(Excerpts from a point labeling dataset)
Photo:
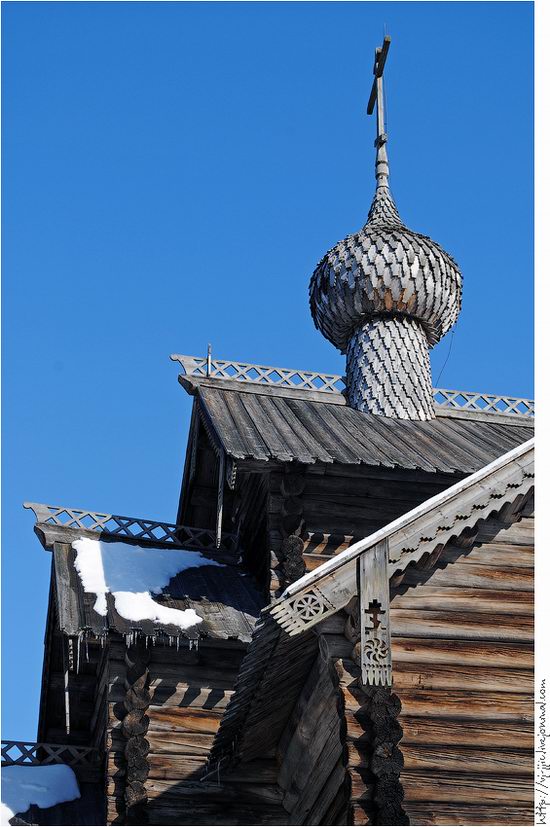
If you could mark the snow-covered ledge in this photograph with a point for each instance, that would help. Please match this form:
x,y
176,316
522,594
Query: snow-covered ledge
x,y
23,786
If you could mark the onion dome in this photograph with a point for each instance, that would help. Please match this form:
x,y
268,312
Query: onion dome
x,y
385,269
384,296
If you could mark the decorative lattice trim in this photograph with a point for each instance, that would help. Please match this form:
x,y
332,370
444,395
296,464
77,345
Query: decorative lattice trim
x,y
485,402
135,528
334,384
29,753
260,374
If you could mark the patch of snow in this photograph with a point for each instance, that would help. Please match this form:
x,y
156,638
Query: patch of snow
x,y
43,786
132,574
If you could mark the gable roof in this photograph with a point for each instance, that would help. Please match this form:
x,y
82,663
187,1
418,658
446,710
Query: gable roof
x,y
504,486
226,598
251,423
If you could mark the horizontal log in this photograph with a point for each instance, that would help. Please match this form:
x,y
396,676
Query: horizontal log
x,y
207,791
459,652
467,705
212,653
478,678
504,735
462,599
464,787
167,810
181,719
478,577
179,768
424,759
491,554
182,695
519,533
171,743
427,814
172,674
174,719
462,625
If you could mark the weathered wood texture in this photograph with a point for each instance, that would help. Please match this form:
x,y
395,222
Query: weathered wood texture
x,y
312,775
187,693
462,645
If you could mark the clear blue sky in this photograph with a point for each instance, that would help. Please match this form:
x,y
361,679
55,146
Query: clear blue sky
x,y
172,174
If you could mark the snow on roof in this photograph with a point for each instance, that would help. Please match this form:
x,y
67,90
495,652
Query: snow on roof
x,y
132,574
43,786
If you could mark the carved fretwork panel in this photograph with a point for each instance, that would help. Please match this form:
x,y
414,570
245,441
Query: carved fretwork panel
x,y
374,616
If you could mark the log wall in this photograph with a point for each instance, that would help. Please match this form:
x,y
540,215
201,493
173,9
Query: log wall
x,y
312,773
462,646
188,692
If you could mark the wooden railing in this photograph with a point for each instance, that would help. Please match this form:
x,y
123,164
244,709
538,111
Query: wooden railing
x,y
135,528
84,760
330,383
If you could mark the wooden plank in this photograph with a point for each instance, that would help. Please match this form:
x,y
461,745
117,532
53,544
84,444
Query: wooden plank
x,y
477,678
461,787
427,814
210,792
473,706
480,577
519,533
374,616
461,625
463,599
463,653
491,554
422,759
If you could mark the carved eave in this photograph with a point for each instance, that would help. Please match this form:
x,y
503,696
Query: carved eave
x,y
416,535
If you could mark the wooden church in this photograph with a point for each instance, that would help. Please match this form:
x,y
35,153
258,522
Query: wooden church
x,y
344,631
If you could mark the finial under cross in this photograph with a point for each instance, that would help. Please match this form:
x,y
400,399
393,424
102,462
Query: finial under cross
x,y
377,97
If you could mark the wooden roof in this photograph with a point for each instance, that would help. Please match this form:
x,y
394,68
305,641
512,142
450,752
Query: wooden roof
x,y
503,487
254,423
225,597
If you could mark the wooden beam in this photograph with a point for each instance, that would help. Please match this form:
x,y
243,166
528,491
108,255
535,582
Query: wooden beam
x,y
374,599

...

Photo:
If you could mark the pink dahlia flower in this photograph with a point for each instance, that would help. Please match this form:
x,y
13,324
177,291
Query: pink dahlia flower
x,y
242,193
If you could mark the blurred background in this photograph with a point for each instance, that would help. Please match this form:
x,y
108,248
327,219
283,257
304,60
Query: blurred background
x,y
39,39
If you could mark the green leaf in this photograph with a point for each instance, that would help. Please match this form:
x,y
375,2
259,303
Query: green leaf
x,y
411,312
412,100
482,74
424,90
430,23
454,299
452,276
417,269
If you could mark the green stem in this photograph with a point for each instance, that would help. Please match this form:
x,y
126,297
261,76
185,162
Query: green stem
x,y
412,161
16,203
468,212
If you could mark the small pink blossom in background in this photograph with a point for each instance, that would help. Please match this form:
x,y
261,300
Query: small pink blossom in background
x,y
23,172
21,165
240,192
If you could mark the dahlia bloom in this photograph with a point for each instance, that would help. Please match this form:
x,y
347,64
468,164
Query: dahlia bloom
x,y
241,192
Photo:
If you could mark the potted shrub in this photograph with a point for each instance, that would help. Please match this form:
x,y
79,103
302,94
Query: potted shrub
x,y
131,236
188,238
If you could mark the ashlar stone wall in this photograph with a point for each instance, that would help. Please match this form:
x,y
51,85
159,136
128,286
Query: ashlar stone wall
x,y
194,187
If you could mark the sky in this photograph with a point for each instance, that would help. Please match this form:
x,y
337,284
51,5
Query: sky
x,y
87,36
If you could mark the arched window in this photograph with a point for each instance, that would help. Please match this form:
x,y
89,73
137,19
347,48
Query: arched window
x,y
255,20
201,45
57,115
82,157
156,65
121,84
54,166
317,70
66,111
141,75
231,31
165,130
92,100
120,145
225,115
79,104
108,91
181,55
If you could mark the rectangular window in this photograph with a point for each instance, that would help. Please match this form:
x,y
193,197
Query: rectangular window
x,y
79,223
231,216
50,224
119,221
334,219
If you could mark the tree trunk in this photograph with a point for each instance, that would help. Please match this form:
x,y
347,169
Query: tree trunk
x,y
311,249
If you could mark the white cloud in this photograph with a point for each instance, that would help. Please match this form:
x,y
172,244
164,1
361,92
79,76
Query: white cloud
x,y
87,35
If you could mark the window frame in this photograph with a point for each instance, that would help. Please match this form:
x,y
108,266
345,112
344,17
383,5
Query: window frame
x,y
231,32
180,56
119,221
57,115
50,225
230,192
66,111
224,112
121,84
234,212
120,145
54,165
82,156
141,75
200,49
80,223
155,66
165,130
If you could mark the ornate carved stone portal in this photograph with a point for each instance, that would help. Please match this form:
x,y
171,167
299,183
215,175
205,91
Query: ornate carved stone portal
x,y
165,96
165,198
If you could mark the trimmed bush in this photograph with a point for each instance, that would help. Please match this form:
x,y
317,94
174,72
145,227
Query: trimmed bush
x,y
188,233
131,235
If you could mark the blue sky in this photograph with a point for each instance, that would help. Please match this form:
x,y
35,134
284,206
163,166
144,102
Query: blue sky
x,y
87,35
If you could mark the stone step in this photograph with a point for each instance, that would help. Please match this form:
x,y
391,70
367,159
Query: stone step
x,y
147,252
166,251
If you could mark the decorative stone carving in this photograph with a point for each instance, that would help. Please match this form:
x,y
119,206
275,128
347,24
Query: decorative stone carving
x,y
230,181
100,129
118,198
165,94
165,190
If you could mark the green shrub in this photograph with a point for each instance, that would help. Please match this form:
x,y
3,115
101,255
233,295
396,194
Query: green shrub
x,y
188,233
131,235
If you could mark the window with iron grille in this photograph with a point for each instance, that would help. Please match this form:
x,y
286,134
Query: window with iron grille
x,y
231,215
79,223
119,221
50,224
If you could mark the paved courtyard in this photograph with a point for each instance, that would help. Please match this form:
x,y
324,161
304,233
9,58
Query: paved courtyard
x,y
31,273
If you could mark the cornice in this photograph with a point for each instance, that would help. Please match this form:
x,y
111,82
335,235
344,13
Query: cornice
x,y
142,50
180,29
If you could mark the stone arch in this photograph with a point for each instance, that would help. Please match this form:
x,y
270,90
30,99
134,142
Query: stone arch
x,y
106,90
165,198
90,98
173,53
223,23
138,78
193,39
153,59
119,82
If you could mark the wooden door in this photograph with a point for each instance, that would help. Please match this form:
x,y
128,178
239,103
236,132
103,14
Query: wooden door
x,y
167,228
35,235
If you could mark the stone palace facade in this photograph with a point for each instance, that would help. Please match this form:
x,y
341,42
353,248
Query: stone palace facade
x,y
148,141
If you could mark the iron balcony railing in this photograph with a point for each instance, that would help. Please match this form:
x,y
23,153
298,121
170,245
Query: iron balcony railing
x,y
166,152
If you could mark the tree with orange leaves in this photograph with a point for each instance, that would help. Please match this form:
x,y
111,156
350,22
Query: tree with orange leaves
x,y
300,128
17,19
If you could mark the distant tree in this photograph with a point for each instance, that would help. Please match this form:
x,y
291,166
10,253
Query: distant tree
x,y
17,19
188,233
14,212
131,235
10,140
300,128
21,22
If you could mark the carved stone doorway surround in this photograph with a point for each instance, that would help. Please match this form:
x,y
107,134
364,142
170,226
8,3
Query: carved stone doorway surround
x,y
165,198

WHAT THE EXERCISE ASKS — Count how many lines in the items above contain the string "trunk", treating uppercase and lowercase letters as distinct. Reply with the number alone.

THE SOLUTION — 2